Output, word for word, the span of lines that starts at the one containing "Corridor-survey task: point out each instance of the neighboring" and ends at the last line of the records.

* **RECORD EXTRACTS**:
------------

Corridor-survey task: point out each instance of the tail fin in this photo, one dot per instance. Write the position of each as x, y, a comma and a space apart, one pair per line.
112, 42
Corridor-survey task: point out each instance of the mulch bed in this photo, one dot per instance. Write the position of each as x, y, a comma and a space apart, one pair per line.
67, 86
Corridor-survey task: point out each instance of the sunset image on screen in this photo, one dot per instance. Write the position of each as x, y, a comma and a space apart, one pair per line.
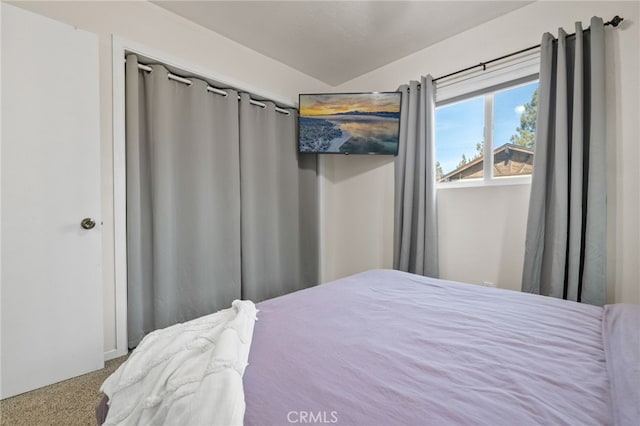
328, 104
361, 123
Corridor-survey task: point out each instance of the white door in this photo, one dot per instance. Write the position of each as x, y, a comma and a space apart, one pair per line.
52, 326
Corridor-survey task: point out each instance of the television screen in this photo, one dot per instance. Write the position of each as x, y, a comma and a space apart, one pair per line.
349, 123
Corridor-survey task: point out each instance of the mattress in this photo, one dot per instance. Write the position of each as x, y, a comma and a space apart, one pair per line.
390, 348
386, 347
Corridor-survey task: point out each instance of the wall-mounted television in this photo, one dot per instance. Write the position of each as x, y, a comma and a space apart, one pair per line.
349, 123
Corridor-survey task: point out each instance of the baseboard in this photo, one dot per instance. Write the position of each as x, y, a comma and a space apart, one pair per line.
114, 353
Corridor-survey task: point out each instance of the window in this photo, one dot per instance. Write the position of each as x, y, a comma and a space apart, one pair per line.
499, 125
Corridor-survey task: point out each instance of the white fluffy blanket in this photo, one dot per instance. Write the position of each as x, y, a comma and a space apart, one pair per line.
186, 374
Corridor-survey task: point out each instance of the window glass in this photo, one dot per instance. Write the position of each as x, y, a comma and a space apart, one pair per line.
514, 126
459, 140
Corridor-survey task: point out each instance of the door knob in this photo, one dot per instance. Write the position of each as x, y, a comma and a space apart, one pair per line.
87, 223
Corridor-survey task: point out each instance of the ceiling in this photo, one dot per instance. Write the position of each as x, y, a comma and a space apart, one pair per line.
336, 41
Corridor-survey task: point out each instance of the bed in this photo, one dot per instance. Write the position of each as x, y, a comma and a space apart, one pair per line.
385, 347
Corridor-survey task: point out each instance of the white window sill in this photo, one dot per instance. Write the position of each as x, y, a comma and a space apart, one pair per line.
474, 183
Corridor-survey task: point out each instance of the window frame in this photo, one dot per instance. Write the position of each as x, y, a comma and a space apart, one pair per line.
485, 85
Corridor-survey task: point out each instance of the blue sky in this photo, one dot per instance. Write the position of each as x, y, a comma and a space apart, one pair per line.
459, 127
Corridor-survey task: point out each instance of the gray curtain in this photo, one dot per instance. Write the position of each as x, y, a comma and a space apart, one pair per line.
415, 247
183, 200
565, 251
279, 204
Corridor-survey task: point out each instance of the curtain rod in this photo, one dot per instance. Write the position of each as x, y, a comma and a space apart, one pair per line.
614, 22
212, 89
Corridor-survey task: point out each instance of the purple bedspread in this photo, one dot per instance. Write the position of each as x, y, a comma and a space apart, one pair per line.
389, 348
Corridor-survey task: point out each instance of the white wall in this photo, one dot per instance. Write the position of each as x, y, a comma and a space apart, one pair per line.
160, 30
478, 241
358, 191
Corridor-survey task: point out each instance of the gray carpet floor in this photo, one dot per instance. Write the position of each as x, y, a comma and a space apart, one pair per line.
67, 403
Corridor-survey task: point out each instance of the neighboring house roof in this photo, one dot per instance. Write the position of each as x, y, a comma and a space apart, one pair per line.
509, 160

------------

* **RESPONSE TO THIS EXERCISE**:
Corridor-survey task: point out each instance of the neighboring house roof in this photo, one dot per instance. Write the position of each as x, y, a comma and a space apart, one pair per line.
509, 160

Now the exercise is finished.